> Excerpted text:
One of the most frequently asked questions by producers is, "How do I handle the health of my gilt pool?"

Purchased gilts and the much-misunderstood PRRS (Porcine Reproductive and Respiratory Syndrome) have complicated the health stability of the gilt pool.

It seems like a lot of our time as swine veterinarians is spent designing farm-specific isolation, acclimation and gilt pool health programs.

Sadly, many farms don't properly work gilts into the breeding herd.

When PRRS became a serious issue, cutting corners on gilt health, isolation and acclimation started costing in production and consequently profit.

The concept "cool down" had to be dealt with. Allowing time after exposure to on-farm disease, with extra time for gilts to "cool down" and stop shedding, was forgotten. Having time to blood test, vaccinate, provide feedback, and live animal exposure was a new mental and physical facility dilemma.

> Problems and tasks:
1. Answer these questions using the text on gilt pool health:
(a) What does PRRS stand for?
(b) What do swine veterinarians spend much of their time designing?
(c) Besides the "cool down," what four things did farms need time for?
2. Write a continuation of the text on gilt pool health, starting after its last sentence.
The rows that come next are separate material and have no connection to the text on gilt pool health.

> Exercise data:

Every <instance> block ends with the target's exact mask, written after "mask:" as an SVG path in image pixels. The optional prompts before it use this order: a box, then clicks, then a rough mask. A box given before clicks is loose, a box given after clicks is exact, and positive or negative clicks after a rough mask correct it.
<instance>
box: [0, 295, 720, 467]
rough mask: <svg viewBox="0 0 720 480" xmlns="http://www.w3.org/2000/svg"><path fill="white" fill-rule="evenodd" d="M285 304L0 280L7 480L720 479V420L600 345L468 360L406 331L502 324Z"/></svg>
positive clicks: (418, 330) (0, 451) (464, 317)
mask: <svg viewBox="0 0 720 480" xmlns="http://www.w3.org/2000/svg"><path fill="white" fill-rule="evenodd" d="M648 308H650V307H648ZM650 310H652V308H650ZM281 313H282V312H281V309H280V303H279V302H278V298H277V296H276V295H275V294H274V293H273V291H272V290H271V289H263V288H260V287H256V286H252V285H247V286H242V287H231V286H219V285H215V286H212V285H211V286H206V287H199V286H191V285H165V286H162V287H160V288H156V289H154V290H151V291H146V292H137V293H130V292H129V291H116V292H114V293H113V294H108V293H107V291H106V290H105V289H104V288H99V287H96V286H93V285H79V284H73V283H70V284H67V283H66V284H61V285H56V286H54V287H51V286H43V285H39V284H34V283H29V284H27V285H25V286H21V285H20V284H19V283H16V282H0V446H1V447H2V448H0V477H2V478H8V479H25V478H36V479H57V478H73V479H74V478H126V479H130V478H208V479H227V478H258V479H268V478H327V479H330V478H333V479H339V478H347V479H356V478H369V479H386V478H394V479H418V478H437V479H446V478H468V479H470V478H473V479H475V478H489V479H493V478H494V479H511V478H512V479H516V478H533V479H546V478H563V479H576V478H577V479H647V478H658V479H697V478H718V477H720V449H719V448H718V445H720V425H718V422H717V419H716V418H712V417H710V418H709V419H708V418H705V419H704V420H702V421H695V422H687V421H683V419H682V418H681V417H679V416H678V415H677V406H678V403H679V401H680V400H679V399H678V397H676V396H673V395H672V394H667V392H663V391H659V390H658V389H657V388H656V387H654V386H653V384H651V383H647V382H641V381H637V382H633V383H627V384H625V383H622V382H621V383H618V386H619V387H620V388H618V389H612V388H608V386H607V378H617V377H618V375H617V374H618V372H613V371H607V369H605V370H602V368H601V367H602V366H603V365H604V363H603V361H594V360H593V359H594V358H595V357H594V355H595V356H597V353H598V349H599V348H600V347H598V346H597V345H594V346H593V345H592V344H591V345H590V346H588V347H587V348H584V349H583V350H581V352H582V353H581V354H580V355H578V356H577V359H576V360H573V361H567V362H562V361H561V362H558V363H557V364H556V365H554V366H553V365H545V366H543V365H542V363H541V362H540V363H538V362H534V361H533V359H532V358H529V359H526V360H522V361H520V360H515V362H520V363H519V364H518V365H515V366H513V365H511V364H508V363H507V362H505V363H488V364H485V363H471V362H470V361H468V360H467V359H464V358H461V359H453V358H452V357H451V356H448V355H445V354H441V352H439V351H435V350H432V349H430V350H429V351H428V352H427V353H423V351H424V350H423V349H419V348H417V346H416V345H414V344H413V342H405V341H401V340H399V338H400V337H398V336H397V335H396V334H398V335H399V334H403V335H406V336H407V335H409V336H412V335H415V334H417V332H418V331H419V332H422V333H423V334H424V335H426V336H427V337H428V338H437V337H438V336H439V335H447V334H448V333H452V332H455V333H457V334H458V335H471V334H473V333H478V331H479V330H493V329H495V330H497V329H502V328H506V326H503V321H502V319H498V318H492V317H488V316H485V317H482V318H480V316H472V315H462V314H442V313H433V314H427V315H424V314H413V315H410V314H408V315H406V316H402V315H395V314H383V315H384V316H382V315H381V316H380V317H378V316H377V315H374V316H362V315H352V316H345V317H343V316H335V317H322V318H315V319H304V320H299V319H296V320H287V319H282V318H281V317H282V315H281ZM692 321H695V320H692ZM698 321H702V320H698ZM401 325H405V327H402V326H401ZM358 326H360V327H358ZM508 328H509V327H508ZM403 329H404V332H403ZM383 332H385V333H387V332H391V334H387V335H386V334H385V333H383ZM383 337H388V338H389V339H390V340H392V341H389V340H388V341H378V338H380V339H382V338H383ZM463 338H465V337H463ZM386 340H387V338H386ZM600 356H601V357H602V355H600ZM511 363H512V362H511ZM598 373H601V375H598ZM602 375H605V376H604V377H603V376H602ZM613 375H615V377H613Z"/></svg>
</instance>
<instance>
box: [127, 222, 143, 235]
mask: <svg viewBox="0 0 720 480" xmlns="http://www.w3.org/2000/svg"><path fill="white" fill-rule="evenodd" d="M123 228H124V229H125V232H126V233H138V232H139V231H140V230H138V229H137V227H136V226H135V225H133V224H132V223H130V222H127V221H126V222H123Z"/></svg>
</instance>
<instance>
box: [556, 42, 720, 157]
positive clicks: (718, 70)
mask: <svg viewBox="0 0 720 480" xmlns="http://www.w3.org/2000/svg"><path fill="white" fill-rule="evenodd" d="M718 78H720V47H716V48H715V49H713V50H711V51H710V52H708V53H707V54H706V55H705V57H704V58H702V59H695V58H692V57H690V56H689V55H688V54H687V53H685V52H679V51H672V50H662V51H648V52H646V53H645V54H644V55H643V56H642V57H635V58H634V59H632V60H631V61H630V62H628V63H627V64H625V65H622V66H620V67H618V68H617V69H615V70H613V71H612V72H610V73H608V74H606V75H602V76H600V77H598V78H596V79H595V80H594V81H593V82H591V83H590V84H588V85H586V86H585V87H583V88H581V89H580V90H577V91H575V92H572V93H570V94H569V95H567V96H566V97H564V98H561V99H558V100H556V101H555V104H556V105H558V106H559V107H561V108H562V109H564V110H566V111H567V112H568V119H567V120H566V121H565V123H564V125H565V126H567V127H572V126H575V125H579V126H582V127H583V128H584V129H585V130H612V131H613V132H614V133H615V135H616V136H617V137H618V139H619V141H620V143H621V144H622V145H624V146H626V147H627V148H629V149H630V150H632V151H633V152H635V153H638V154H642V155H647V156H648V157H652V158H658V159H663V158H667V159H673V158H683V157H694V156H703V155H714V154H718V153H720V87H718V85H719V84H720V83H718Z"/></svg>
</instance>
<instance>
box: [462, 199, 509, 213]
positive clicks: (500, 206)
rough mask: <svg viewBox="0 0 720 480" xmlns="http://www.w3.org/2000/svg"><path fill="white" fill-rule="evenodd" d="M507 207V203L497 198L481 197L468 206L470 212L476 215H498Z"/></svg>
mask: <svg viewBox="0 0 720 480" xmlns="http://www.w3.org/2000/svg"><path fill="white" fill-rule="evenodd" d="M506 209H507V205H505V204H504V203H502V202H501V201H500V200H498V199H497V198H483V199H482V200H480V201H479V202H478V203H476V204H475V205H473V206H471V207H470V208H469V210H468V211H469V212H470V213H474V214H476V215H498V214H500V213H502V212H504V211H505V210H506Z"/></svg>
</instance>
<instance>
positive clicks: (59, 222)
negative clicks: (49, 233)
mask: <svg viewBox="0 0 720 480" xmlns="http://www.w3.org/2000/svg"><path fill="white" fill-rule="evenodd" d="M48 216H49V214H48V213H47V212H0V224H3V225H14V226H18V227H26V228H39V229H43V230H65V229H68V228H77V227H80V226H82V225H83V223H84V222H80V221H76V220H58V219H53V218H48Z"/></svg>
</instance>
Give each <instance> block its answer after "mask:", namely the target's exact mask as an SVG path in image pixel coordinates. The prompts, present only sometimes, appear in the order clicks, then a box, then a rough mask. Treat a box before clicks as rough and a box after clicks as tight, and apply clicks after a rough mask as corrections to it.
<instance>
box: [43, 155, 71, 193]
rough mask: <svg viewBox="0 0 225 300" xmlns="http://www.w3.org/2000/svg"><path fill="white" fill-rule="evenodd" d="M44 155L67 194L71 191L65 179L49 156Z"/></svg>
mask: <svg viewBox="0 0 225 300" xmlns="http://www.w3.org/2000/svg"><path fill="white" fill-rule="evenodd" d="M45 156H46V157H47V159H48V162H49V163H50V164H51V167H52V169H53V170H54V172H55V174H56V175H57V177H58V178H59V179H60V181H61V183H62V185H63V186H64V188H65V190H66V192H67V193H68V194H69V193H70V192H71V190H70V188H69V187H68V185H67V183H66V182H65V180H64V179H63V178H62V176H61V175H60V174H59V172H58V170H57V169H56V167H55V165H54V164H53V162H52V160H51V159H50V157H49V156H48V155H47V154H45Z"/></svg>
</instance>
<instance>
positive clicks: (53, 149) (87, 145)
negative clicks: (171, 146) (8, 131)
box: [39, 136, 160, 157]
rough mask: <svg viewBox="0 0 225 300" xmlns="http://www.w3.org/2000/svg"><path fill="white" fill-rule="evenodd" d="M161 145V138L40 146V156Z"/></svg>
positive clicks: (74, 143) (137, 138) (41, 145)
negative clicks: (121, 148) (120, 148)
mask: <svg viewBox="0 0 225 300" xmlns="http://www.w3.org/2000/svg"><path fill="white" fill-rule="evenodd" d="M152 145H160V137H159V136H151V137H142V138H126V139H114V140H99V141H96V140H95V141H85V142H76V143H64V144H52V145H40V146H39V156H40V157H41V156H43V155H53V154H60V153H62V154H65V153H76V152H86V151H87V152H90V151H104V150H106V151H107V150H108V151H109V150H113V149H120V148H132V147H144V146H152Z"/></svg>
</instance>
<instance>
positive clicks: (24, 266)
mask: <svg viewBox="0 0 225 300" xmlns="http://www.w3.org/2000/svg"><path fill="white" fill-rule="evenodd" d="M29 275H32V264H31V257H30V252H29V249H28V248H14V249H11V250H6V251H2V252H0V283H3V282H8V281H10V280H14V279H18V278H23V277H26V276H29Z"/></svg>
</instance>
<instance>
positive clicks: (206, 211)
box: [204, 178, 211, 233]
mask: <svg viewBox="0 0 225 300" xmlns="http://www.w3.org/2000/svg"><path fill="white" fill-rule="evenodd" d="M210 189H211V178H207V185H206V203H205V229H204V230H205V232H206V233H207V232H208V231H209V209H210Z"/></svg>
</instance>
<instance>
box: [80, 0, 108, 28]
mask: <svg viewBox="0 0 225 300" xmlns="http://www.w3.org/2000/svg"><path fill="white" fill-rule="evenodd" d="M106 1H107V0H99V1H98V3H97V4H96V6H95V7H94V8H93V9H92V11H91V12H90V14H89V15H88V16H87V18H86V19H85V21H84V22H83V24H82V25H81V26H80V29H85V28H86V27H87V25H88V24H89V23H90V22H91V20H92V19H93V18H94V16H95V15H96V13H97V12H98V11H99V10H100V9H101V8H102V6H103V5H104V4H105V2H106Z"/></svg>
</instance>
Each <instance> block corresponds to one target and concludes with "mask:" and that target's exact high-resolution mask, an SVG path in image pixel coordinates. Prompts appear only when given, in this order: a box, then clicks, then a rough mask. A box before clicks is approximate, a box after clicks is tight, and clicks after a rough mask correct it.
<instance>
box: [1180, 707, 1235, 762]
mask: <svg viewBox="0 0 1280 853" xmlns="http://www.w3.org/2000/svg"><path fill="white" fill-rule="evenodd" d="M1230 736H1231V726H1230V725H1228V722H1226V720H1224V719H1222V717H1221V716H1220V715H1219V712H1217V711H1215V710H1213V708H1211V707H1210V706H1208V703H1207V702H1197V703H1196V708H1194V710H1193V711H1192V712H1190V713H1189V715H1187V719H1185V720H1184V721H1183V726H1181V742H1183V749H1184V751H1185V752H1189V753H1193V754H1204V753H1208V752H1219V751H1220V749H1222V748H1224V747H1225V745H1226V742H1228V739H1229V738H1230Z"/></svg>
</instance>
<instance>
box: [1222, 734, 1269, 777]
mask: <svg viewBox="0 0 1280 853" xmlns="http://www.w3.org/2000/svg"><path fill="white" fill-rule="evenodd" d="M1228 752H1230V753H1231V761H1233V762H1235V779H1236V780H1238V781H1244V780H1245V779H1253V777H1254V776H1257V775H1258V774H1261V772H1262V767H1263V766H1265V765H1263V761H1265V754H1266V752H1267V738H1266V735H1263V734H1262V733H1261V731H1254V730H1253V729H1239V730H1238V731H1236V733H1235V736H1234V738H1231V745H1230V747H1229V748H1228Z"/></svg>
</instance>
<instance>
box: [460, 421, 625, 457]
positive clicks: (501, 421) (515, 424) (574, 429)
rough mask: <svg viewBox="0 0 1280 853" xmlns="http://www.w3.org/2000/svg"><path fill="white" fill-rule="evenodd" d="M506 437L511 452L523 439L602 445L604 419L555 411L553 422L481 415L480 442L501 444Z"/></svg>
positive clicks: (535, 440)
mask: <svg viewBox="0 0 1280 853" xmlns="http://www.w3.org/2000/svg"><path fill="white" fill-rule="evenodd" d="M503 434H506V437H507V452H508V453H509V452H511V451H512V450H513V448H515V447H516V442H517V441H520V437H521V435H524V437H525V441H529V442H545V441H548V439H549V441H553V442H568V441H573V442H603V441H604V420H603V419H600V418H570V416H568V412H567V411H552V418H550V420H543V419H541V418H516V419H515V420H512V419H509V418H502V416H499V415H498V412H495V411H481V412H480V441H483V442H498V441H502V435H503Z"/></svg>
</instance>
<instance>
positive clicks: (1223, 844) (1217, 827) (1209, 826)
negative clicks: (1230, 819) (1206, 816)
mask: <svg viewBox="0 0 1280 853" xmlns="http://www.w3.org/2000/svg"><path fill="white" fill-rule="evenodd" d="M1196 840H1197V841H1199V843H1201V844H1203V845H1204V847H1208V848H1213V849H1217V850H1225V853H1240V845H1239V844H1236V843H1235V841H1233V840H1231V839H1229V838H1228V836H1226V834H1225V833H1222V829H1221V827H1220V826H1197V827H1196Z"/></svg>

> Answers to the problems:
1.
(a) Porcine Reproductive and Respiratory Syndrome.
(b) Farm-specific isolation, acclimation and gilt pool health programs.
(c) Blood testing, vaccinating, providing feedback, and live animal exposure.

2.
All of these issues lead to periodic reproductive failure in the existing sow herd. The larger the farms, the longer it takes to reach farm targets.

Unfortunately, many farms didn't return to their previous production levels. They continued to experience a 10% reduction in farrowing rate. Something had to be done to stabilize health of incoming gilts and stop the flood of virus and bacteria pressuring the sow herd's immune status.

Case Study During a routine herd visit, a client said he had six to eight abortions during the last week. This farrow-to-finish, single-site farm was on a weekly farrowing schedule. The producer was doubling his sow herd. A lot of gilts were being introduced to the farm in a short time. Delivery of these gilts always seemed to be late and the producer was in the "I need to breed them right away" mode. A set of gilts were brought directly into the breeding barn the week before.

We suspected PRRS as the cause of the problem. However, to confuse the issue, the farm was also experiencing a swine influenza virus (SIV) break.

The producer chose not to do diagnostic work but preferred to mass vaccinate the sow herd. We chose to use the new killed PRRS vaccine and SIV vaccine. All sows were vaccinated and repeat vaccinated in two to three weeks. The problem quieted down.

The discussion at the next herd visit turned to prevention. What could we do to prevent stressing herd immunity each time gilts were introduced into the breeding herd?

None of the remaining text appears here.